**What is expected**.
Copy every line, leaving nothing out and adding nothing.

**Records provided**.
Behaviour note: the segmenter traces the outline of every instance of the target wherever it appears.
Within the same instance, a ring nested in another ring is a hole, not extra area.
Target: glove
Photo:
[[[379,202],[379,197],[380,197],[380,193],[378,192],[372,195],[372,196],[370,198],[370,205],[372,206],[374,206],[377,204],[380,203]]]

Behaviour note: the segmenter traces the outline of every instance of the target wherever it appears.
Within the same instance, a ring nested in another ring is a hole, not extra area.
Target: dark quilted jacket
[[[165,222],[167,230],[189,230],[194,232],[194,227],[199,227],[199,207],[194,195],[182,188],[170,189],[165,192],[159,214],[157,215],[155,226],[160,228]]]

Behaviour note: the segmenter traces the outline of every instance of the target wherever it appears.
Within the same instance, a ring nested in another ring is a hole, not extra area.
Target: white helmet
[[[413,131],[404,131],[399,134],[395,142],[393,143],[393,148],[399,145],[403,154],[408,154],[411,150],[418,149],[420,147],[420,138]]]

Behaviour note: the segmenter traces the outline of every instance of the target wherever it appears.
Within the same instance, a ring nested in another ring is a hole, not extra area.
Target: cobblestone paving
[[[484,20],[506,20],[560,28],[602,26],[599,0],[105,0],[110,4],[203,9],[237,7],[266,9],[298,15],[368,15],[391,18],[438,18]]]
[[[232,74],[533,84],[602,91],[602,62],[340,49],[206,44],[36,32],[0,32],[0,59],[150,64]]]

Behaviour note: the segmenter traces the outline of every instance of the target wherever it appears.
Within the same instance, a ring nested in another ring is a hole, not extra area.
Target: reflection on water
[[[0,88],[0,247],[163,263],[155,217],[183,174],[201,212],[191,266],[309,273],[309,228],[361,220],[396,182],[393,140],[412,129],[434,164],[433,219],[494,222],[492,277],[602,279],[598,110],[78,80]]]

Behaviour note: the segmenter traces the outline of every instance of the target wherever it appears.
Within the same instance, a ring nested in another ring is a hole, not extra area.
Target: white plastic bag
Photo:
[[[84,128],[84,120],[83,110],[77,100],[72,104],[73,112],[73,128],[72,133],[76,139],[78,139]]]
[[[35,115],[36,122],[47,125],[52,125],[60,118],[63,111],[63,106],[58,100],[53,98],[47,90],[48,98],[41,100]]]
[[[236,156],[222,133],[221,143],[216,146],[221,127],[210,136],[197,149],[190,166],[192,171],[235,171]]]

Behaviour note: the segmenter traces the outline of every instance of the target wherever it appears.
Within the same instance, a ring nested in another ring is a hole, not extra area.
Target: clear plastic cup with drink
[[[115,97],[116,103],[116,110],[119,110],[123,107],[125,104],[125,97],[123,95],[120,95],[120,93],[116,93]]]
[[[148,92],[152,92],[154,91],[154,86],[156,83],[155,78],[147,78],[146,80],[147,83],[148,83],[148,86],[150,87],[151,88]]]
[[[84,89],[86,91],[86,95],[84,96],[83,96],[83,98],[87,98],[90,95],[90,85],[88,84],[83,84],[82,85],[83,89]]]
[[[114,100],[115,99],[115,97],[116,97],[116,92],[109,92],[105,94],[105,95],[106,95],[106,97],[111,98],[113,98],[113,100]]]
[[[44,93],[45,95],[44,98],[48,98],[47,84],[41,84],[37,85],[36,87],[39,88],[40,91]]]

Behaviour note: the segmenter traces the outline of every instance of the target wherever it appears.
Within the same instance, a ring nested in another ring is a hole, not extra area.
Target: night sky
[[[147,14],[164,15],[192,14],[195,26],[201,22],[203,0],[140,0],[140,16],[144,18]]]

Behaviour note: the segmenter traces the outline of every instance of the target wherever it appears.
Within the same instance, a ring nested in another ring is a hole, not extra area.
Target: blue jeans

**The reply**.
Behaviour note: the segmenter traces the outline of every instance of the target wherever it appears.
Within the same instance, a ring nested in another ring is a hole, not extra area.
Target: glove
Photo:
[[[379,202],[379,197],[380,197],[380,193],[378,192],[372,195],[372,196],[370,198],[370,205],[372,206],[374,206],[377,204],[380,203]]]

Behaviour note: the segmenter traces the outline of every instance of the target wherever it appears.
Within the same instance, a ring nested in another ring is a hole, not extra area.
Target: dark quilted jacket
[[[165,222],[167,230],[189,230],[194,232],[194,227],[199,227],[199,207],[194,195],[182,188],[170,189],[165,192],[159,214],[157,215],[155,226],[160,228]]]

Behaviour note: the segmenter traces the outline of every instance of the target wherever it appears.
Within the same instance, a ring nested in another ring is a hole, not extra area.
Target: white helmet
[[[413,131],[404,131],[399,134],[395,142],[393,143],[393,148],[399,145],[403,154],[408,154],[411,150],[418,149],[420,147],[420,138]]]

Behaviour note: the segmenter traces the outline of every instance of the target wherever it appears.
Within the same instance, a ring nested in another ring is a hole, not extra area.
Target: cobblestone paving
[[[484,20],[506,20],[560,28],[602,26],[599,0],[105,0],[110,4],[203,9],[237,7],[266,9],[298,15],[368,15],[391,18],[438,18]]]
[[[232,74],[533,84],[602,91],[602,62],[340,49],[206,44],[36,32],[0,32],[0,59],[150,64]]]

Behaviour note: the segmenter traces the outline of every instance of the target wherever it appears.
Within the same instance, a ring nested in another ring is a hole, not extra area.
Target: reflection on water
[[[0,88],[0,247],[163,263],[155,217],[183,174],[201,212],[191,266],[309,273],[309,228],[361,220],[396,182],[393,140],[412,129],[434,164],[433,219],[494,222],[492,277],[602,279],[598,110],[78,80]]]

Behaviour note: the segmenter traces the outline of every instance of the target wherever it appears.
Within the same instance, a ring nested in another ring is a hole, not extra area.
Target: white plastic bag
Photo:
[[[84,128],[84,120],[83,110],[77,100],[72,104],[73,112],[73,128],[72,133],[76,139],[78,139]]]
[[[35,115],[36,122],[47,125],[52,125],[60,118],[63,111],[63,106],[58,100],[53,98],[47,90],[48,98],[41,100]]]
[[[236,156],[222,133],[221,143],[216,146],[221,127],[210,136],[197,149],[190,166],[192,171],[235,171]]]

Behaviour note: the segmenter traces the outline of every instance of the target wherever it appears.
Within the same instance, a ring nested in another ring is a hole, not extra area.
Target: clear plastic cup with drink
[[[115,97],[116,103],[116,110],[119,110],[123,107],[125,104],[125,97],[123,95],[120,95],[120,93],[116,93]]]
[[[148,92],[152,92],[154,91],[154,86],[156,83],[155,78],[147,78],[146,80],[147,83],[148,83],[148,86],[150,87],[151,88]]]
[[[84,89],[86,91],[86,95],[84,96],[83,96],[83,98],[87,98],[90,95],[90,85],[88,84],[83,84],[82,85],[83,89]]]
[[[114,100],[115,99],[115,97],[116,97],[116,92],[109,92],[105,94],[105,95],[106,95],[106,97],[111,98],[113,98],[113,100]]]
[[[44,93],[45,95],[44,98],[48,98],[47,84],[41,84],[37,85],[36,87],[39,88],[40,91]]]

Behaviour note: the segmenter traces the outline of every instance of the target wherever it appears.
Within the same instance, a ring nested in another ring is a hole, not extra area.
Target: night sky
[[[147,14],[164,15],[192,14],[195,26],[201,22],[203,0],[140,0],[140,16],[144,18]]]

Behaviour note: the segmenter traces the outline of every instance of the target wherever it appears.
Within the same instance, a ring nested in another ring is a hole, not extra area.
Target: blue jeans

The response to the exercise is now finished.